>> START PROVIDED MATERIAL

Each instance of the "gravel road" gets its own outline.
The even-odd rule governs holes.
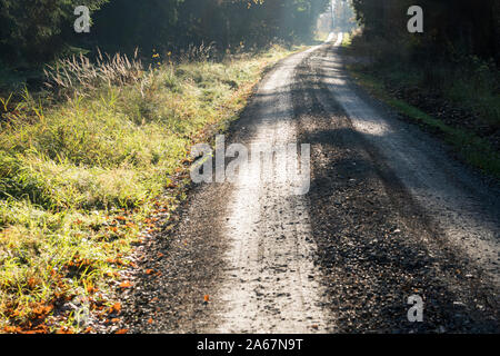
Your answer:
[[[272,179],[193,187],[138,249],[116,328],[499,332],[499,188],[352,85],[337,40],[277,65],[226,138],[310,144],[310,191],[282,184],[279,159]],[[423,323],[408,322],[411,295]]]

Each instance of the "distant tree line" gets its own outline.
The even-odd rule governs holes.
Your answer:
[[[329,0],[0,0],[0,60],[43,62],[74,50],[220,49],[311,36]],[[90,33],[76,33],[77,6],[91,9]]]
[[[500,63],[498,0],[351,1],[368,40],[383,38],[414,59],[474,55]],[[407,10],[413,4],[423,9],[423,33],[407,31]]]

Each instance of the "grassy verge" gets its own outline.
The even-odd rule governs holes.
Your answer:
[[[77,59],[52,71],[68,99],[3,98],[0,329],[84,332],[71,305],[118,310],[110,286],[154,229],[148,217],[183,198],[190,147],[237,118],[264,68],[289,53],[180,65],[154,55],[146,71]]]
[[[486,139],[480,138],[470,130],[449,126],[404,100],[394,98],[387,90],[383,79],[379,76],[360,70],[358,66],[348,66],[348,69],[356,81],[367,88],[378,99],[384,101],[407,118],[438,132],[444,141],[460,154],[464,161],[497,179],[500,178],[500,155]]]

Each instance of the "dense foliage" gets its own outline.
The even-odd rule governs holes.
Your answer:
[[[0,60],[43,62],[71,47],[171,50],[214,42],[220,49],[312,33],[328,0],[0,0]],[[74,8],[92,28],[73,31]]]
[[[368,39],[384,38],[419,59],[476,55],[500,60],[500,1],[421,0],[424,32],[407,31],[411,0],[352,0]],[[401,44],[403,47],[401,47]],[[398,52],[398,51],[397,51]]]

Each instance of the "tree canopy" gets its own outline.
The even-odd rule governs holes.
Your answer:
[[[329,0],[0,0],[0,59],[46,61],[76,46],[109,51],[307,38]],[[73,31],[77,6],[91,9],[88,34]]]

>> END PROVIDED MATERIAL
>> START PROVIDED MATERIAL

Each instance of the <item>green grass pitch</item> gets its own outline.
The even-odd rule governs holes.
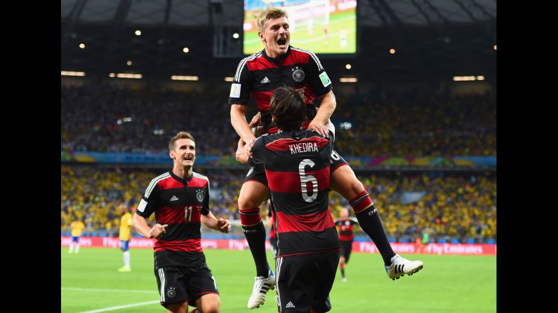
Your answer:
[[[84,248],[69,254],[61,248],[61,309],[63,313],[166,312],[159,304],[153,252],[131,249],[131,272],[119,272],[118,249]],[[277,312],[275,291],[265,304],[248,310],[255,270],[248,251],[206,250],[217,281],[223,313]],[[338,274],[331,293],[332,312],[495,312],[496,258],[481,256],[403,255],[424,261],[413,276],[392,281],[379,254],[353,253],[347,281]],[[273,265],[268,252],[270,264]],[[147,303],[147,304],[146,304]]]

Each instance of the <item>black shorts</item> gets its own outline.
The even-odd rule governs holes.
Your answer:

>> END PROVIDED MATERIAL

Collect every line of the entries above that contains the string "Each", and treat uppercase and lowercase as different.

**RESPONSE TO THE EXERCISE**
Each instance of the "gravel road" gets its own outline.
Each instance of the "distant tree line" gets its own outline.
Each instance of the "grassy verge" gets its own outline.
Each instance of the "dense foliage" gets its own outline.
Each instance of the "tree canopy" gets its own outline.
Each instance of the <item>green grass pitch</item> gets its own outline.
Each instance of the <item>black shorts</item> gets its own outline.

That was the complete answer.